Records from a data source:
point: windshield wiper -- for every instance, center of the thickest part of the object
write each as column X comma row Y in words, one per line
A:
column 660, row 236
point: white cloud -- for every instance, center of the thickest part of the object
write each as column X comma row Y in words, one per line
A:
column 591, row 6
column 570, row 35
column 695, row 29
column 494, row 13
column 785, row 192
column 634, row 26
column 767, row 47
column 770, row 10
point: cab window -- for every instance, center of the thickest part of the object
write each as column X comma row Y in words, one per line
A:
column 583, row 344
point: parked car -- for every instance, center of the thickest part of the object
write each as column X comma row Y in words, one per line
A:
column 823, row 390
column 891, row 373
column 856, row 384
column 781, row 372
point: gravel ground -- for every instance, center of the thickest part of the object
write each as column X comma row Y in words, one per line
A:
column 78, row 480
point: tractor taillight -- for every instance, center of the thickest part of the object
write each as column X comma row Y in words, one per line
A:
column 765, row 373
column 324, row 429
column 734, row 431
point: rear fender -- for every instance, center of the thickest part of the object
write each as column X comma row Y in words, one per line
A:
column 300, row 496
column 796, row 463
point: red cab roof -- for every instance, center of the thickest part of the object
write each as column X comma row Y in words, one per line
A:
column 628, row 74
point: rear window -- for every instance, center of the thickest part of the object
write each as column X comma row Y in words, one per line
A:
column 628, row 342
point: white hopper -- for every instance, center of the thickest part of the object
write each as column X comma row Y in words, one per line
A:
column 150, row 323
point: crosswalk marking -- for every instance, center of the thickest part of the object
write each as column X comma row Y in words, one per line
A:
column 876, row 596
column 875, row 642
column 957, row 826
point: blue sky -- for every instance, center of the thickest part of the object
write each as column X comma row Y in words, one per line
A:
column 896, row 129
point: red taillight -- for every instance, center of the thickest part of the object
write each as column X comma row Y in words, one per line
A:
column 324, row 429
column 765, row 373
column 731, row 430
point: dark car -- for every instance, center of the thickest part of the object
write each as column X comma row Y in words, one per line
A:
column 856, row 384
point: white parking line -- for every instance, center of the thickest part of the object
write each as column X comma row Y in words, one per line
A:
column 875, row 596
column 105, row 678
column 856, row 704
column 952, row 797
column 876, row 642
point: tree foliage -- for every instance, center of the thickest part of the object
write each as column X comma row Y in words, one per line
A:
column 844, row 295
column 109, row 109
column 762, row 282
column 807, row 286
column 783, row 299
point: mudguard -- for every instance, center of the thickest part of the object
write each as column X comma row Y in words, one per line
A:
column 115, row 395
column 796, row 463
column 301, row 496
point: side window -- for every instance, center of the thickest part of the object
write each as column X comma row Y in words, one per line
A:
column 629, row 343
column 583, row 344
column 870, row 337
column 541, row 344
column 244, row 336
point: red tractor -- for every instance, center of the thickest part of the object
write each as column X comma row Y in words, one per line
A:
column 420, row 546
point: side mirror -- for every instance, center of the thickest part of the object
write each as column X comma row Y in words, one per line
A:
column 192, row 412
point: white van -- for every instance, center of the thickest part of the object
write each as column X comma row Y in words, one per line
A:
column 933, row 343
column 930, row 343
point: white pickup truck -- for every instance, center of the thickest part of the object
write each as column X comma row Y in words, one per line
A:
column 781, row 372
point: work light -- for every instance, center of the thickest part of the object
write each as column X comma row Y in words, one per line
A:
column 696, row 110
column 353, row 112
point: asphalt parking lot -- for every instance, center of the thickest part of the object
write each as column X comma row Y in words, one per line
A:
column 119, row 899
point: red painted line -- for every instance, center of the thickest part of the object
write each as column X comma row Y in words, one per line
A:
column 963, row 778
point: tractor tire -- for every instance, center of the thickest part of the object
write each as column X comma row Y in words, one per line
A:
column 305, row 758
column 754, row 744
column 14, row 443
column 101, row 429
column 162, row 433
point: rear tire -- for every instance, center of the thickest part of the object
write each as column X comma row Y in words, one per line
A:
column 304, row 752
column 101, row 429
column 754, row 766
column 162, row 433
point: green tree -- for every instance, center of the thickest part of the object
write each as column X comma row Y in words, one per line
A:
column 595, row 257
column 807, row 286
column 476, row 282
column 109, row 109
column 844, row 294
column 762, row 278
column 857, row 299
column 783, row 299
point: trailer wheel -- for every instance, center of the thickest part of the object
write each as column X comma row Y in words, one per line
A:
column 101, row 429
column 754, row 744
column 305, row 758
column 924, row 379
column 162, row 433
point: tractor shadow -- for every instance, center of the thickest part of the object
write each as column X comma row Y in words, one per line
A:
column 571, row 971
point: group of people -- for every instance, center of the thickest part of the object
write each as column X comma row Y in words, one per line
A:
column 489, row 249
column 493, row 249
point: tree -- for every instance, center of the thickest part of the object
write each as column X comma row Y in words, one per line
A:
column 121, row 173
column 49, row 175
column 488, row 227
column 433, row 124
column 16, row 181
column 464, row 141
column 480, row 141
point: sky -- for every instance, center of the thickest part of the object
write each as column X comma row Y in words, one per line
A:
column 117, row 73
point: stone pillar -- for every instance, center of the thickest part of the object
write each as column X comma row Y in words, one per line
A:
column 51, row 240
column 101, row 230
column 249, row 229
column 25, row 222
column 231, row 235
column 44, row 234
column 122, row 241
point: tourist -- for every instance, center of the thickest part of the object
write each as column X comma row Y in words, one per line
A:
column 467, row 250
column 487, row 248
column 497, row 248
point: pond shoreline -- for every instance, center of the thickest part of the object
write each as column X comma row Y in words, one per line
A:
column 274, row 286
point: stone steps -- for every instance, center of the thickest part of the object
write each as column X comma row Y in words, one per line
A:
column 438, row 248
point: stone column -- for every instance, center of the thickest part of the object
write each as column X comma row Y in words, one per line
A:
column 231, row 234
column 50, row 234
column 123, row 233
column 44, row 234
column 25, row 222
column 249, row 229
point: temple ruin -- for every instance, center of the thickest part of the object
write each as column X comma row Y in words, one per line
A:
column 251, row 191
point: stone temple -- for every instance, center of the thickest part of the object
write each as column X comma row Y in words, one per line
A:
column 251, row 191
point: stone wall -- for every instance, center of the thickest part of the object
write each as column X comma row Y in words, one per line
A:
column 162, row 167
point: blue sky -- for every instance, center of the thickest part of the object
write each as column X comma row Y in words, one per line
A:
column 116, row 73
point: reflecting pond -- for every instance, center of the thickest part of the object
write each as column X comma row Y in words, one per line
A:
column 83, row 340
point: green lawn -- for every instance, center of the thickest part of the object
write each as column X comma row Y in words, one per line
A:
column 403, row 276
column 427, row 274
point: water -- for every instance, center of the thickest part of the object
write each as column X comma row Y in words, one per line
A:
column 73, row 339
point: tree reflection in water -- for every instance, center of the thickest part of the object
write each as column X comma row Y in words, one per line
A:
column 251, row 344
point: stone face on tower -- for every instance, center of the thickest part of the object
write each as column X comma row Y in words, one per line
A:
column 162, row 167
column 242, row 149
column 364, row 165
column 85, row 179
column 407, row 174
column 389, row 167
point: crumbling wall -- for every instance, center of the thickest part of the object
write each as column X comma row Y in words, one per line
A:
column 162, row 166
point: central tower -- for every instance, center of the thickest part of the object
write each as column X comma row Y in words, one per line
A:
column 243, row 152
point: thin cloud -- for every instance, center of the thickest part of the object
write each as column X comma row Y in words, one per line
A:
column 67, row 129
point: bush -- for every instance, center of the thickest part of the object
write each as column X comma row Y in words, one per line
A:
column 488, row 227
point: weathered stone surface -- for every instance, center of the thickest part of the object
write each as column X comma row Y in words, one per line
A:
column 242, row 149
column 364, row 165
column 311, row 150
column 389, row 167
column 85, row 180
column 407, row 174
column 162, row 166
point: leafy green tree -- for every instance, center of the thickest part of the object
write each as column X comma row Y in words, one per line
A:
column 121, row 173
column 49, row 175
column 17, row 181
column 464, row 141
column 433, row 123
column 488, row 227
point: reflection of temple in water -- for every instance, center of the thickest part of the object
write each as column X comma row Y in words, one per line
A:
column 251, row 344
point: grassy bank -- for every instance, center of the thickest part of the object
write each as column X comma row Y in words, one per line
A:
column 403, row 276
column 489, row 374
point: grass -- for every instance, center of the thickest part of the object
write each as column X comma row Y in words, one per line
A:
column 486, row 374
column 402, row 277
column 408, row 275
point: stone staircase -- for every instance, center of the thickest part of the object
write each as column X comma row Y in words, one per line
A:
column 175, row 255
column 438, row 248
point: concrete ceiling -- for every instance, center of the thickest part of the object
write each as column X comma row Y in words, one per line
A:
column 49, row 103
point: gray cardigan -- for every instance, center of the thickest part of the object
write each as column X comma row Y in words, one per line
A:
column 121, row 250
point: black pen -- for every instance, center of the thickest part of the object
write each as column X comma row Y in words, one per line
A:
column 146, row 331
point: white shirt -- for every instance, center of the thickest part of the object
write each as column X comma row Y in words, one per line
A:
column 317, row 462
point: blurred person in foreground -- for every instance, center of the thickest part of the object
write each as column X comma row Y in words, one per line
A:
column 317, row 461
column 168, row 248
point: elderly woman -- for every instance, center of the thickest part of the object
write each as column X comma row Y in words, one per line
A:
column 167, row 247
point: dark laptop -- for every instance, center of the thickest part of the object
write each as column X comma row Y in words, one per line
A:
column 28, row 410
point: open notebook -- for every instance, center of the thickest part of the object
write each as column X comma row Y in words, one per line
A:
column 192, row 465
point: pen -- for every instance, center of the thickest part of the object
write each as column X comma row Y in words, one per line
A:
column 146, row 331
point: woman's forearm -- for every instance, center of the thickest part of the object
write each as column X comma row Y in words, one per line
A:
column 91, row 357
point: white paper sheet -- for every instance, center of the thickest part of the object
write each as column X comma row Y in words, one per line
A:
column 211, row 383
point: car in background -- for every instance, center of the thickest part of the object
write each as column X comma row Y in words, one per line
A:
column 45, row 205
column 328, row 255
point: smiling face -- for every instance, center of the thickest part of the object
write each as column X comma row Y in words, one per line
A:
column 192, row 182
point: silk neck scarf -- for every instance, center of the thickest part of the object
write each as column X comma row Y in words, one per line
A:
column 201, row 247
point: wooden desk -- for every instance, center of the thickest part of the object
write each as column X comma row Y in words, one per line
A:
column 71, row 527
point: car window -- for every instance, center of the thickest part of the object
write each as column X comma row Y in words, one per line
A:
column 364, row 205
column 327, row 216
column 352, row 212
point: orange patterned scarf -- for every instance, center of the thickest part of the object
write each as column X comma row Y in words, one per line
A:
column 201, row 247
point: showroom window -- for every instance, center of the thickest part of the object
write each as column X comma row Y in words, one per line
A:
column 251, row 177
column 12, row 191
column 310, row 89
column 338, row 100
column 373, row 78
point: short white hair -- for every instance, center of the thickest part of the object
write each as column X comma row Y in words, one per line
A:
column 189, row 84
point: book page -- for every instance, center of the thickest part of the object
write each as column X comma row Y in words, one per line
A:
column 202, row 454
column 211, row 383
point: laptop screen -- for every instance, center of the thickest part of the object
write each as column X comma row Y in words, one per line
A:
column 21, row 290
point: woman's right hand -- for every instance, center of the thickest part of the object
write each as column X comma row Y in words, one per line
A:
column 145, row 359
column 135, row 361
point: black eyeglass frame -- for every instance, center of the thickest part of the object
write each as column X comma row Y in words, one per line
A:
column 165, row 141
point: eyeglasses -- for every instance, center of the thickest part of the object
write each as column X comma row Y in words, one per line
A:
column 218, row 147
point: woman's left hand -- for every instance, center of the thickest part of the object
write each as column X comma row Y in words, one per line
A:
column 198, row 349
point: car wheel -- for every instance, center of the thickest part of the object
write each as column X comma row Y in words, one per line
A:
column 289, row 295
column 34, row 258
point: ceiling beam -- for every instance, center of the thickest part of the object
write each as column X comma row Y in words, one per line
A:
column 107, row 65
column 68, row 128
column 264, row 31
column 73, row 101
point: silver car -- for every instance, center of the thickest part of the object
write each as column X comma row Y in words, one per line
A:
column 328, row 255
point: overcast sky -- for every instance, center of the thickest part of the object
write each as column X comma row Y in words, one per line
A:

_Directions for this task_:
Quote the lines above word for word, beginning with the line that contains "point: laptop screen" and ending with the line that contains "column 21, row 290", both included.

_Solution to the exercise_:
point: laptop screen -- for every instance, center of the thickest part of the object
write each as column X comma row Y in words, one per line
A:
column 21, row 290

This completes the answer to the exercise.